_Working data_.

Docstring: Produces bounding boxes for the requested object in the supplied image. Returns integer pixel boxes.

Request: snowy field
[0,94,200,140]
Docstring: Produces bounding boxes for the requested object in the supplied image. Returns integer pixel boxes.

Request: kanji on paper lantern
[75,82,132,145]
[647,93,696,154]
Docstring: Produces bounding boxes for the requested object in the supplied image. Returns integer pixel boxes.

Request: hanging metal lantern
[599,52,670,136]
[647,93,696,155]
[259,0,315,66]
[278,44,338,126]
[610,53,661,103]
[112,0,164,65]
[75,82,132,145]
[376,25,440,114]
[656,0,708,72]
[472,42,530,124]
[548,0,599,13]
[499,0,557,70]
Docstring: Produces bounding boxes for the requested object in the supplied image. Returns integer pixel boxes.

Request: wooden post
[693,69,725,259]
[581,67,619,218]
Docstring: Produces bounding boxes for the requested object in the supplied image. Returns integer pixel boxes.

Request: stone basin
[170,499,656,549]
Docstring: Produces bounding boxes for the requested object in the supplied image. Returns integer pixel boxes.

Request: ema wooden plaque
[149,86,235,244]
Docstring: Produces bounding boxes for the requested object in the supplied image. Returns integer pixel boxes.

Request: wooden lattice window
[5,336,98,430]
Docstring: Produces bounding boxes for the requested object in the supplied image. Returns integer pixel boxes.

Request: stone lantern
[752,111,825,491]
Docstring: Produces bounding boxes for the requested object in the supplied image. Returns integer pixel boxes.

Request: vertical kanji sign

_Written problem_. Rescale the box coordinates in these entries: write every line out again, with each coordinate multiplied by 0.6 and rounded to a whole number (halves round up), and keep all other lines unchanged.

_Written response_.
Docstring: Produces bounding boxes for the requested object in the supplied image. Returns integer pixel boxes.

Request: snowy field
[0,56,120,84]
Docstring: Produces bounding boxes for the requested object in the supplied image. Returns integer pixel boxes.

Request: kanji on paper lantern
[45,49,79,87]
[388,56,418,92]
Docstring: Produces bounding boxes for the requested object in the supplied image. Returns integer pixel boxes.

Request: hanging metal lantern
[359,31,402,82]
[388,56,418,93]
[155,0,189,40]
[167,26,203,76]
[366,32,397,62]
[67,0,98,39]
[45,49,79,87]
[226,15,264,68]
[394,0,425,43]
[283,25,318,74]
[329,0,359,8]
[299,0,334,42]
Docstring: Produces bounding boxes for the requested object in the supplied image. Returns integer pixel boxes.

Request: wooden post
[416,41,435,155]
[349,40,371,131]
Docstring: Produces bounding boxes for the requested object in the supplied image. Returns integer pixel boxes.

Request: stone basin
[102,299,394,329]
Docstring: Produces bounding boxes for the requested object in the supplied image. Returns integer pixel boxes.

Request: ema wooden plaque
[89,52,141,146]
Docstring: Produces bounding boxes for the requested object in the supplied image. Returns integer pixel boxes.

Request: wooden lattice window
[3,202,59,258]
Docstring: Produces bounding boxes for the requested object in the supplied image. Returns integer pixel boxes.

Request: stone lantern
[451,67,495,295]
Docstring: Produces bounding boxes for the requested object in the supplied image. Returns integer pixel boxes.

Request: vertical kanji sign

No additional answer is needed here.